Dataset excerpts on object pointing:
::::::::
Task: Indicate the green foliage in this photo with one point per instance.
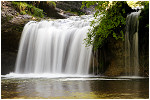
(110, 20)
(8, 18)
(51, 3)
(25, 8)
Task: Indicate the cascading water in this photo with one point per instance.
(55, 47)
(131, 45)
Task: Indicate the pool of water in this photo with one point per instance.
(74, 88)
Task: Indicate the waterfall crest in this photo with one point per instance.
(131, 45)
(55, 47)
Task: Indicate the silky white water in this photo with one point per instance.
(131, 45)
(55, 47)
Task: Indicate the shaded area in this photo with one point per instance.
(74, 88)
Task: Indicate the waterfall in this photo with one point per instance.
(55, 47)
(131, 45)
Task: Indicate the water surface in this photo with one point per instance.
(74, 88)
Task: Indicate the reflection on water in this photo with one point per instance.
(72, 88)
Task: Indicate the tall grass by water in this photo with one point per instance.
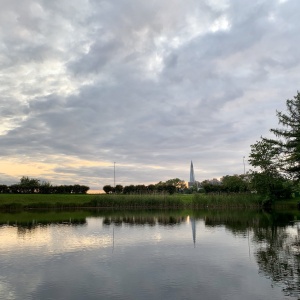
(64, 201)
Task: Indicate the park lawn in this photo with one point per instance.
(44, 200)
(65, 201)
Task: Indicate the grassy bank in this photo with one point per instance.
(59, 201)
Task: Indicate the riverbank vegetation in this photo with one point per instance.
(152, 201)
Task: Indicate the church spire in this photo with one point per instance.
(192, 174)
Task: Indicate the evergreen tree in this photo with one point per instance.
(289, 138)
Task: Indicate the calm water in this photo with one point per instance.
(150, 255)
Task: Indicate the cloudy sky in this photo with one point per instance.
(149, 85)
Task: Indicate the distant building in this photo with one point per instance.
(193, 183)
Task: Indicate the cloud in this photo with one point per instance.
(143, 84)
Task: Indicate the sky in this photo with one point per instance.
(92, 91)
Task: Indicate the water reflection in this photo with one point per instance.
(226, 239)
::::::::
## [Written task]
Copy the data from the line containing "Task: Indicate the cloudy" through the end, swapping "Indicate" for "Mark" and leaving everything else as it is.

## [Answer in full]
Task: Mark the cloudy sky in this photo with one point per instance.
(149, 85)
Task: Mark the distant building in this photo with one point per instance.
(193, 183)
Task: Mark the cloud in this photo with one point per instance.
(143, 84)
Task: Mark the sky in this photo with one point per instance.
(92, 91)
Task: Mark the water reflection in this photo with one point per instance.
(226, 239)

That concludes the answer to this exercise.